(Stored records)
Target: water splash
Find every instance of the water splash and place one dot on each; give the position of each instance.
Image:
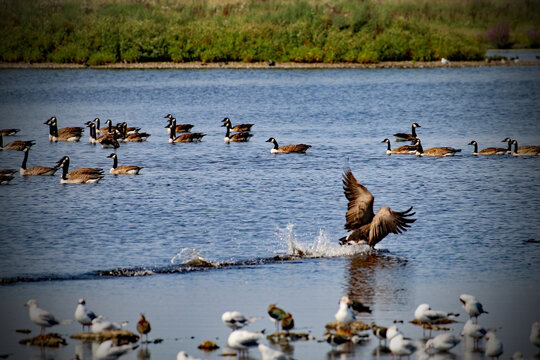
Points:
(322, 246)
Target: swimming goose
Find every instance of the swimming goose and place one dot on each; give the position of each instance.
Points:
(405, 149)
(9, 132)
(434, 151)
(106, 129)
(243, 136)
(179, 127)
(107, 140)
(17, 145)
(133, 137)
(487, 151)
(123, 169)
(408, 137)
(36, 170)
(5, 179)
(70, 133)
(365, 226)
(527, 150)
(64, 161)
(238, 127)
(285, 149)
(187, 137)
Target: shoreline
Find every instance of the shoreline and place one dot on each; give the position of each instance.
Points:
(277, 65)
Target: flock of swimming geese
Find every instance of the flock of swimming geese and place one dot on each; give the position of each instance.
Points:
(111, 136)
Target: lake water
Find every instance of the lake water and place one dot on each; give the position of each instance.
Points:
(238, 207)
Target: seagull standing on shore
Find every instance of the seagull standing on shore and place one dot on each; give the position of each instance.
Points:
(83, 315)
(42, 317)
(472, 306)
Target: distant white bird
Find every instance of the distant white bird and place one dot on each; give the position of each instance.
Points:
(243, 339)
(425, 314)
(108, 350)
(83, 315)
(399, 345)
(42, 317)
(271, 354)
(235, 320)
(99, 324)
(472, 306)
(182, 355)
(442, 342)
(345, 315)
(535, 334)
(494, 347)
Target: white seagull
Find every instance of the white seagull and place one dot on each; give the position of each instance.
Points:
* * *
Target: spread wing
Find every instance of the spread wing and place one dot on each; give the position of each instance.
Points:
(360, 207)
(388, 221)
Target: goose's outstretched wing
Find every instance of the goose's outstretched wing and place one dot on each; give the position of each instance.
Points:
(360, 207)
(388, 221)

Assigned task - Of all the entries above, output exactly the lines between the one holding "Target: flock of swimming geese" and the one holding "Target: distant white bird", inclusive.

Output for this exercise -
Target: flock of swimming geese
Find every instance of the flock of swimming geese and place one dot on each; give the position of each instance.
Points:
(111, 136)
Target: lake water
Find every instance of the lake water and place one dot on each; give the position of each instance.
Points:
(238, 207)
Target: seagull standing on shore
Find every instance of the seagull standing on shore and place one dot on each; give the position of each instance.
Points:
(83, 315)
(42, 317)
(472, 306)
Target: distant white bird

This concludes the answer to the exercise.